▸ **Directions for this task**: Could you print every line of the data below verbatim, without adding, dropping, or changing anything?
--------
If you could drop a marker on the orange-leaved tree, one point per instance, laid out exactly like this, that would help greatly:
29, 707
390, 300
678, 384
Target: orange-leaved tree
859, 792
--------
▸ **Finished task**:
If you could drop a marker on the orange-leaved tree, one point per instance, laid out exactly like this, that would help greatly:
29, 707
390, 300
678, 384
Target: orange-leaved tree
859, 792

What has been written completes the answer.